(Extracted data entries)

┌──

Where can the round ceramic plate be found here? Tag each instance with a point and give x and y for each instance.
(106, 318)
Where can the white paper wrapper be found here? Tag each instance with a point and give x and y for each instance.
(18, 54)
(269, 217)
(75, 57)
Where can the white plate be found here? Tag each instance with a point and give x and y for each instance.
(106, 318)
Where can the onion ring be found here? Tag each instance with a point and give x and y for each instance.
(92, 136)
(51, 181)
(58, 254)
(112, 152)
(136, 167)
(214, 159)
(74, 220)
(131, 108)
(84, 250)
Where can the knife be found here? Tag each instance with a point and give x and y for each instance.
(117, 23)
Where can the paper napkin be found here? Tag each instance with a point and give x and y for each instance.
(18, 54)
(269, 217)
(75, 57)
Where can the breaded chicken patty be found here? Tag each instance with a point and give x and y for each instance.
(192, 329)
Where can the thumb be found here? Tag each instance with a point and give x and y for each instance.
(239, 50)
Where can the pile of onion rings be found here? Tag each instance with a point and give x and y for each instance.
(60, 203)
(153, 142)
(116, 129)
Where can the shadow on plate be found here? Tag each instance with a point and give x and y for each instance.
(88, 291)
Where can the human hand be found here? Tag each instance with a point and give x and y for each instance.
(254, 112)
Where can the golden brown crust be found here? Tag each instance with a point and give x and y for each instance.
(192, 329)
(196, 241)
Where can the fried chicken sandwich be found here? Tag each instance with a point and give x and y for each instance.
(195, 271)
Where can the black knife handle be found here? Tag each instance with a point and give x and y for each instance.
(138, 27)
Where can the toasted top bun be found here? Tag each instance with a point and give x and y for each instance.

└──

» **PROBLEM STATEMENT**
Retype the lines above word for word, starting at the line that contains "Where can the human" and ending at the final line, both included.

» **THE RESULT**
Where can the human hand be found here? Tag each instance with a point and give x and y for each instance.
(254, 112)
Where can the golden brown crust be found here? Tag each instance with a point and give x and y for each instance.
(192, 329)
(196, 241)
Where can the fried chicken sandwich be found here? Tag each instance with a point and give x and y for each instance.
(195, 271)
Where can the black knife handle be found here? Tag each instance with a point and give x and y for each instance.
(138, 27)
Where can the toasted top bun be found here? Tag each instance with a point and give x and y for each instance.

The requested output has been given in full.